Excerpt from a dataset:
+---+

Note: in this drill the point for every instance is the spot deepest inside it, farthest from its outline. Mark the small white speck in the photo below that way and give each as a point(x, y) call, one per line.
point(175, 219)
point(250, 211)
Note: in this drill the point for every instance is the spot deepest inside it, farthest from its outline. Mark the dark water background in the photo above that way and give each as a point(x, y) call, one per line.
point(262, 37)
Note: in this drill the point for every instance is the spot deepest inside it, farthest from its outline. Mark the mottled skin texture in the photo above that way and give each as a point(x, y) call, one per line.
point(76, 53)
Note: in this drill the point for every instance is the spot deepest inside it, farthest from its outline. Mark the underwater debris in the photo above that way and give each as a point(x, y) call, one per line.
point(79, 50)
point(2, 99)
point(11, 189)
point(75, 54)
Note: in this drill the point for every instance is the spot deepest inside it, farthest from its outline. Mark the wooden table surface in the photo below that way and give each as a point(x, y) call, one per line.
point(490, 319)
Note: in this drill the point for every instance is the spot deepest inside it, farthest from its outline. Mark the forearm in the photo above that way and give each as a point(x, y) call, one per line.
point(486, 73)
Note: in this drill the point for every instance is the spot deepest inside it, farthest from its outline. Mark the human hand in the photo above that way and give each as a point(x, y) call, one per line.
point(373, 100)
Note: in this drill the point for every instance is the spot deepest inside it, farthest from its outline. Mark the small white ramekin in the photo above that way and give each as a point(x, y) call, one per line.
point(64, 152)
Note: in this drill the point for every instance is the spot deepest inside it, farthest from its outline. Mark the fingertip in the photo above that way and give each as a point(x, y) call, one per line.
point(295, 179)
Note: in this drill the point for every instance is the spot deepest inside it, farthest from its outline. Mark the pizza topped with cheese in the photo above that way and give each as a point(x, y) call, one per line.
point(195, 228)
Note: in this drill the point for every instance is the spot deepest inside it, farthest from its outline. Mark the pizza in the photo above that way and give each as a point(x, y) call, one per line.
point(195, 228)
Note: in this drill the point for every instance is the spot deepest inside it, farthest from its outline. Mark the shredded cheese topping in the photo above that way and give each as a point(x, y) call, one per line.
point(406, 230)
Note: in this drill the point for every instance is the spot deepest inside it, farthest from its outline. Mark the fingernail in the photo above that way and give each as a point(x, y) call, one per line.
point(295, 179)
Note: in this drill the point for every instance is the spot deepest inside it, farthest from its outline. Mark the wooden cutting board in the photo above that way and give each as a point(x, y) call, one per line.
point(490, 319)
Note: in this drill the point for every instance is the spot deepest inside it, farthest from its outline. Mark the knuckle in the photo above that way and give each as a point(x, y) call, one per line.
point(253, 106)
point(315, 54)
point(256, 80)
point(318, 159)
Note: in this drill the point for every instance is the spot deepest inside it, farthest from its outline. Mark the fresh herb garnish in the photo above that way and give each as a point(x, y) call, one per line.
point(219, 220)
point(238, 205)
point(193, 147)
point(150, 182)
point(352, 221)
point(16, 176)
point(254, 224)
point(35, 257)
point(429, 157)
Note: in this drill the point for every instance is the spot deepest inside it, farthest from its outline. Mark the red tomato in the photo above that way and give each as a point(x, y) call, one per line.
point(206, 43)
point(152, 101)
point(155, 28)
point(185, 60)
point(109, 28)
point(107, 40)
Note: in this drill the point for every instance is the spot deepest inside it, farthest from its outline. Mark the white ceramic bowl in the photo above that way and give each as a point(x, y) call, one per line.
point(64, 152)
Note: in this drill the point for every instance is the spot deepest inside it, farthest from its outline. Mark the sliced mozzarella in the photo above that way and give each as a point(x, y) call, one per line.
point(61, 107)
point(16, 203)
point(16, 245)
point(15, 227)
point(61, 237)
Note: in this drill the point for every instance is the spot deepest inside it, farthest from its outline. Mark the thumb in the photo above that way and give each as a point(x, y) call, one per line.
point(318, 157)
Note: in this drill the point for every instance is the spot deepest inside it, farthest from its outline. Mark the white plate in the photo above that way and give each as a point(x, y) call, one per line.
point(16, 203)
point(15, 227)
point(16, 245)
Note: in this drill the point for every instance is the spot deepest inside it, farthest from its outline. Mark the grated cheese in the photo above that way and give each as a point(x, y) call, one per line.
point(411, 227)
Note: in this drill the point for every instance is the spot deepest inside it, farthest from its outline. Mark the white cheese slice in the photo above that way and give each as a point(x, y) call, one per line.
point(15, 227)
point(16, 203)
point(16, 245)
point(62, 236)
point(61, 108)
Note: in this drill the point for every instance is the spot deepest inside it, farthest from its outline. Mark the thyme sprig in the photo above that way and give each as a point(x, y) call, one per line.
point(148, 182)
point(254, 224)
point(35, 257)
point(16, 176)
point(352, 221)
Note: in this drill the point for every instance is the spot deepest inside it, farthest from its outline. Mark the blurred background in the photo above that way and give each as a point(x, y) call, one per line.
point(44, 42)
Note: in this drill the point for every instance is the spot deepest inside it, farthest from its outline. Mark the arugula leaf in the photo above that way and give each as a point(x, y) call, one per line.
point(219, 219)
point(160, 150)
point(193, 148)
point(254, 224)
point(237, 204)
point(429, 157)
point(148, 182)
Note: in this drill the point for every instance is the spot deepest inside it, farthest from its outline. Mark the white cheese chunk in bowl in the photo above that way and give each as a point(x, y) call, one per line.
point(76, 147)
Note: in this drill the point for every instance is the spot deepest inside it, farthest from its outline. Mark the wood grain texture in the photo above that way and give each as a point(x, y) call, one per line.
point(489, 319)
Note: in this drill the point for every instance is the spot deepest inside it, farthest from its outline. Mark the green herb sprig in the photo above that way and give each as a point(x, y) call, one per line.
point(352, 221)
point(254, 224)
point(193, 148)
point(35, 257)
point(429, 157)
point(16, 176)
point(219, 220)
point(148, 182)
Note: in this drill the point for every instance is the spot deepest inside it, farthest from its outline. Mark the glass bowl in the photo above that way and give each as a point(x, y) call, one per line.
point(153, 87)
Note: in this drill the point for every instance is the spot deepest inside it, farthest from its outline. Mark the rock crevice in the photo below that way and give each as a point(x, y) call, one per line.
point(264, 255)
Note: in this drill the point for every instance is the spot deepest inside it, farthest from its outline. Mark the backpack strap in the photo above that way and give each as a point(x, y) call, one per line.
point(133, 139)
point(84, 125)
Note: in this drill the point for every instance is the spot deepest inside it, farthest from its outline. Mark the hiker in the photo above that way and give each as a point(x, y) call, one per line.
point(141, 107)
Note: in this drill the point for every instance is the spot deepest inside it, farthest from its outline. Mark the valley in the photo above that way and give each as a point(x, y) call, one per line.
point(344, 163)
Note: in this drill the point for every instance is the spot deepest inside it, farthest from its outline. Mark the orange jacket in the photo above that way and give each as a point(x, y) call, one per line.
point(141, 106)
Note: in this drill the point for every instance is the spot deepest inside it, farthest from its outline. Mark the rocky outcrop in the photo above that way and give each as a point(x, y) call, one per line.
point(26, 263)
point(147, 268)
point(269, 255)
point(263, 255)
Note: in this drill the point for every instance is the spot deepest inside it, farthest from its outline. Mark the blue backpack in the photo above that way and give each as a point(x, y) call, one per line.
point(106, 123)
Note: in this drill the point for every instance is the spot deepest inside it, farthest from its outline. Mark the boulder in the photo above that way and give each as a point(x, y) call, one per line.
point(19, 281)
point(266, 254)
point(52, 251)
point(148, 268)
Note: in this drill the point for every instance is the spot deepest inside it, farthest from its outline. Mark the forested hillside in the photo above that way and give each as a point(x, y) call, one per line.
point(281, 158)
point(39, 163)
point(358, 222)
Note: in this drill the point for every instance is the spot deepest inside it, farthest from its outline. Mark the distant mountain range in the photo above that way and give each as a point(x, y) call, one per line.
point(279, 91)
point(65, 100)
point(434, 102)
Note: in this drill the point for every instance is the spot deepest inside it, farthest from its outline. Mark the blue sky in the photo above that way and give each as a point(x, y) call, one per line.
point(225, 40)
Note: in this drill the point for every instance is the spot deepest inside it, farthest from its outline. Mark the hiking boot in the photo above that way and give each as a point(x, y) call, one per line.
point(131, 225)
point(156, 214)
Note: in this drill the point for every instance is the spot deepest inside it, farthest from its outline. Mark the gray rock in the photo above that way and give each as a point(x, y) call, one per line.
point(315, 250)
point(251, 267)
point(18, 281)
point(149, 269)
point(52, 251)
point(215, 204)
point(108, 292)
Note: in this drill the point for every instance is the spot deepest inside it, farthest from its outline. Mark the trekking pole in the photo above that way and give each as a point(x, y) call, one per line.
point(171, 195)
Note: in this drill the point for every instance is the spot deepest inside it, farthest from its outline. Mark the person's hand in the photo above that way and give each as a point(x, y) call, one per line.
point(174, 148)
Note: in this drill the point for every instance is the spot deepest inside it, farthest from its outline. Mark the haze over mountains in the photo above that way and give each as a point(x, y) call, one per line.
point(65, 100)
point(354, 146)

+---+

Aim of the exercise:
Copy out the lines of the material above without changes, starting at the line that contains "white cheese chunk" and ending at the line that contains "point(76, 147)", both of those lines included.

Complete output:
Note: in this drill the point for every instance is the spot deepest inside it, farthest from its outline. Mark the white cheese chunk in bowl in the photo above that way and give each as a point(x, y) call, one per line.
point(76, 147)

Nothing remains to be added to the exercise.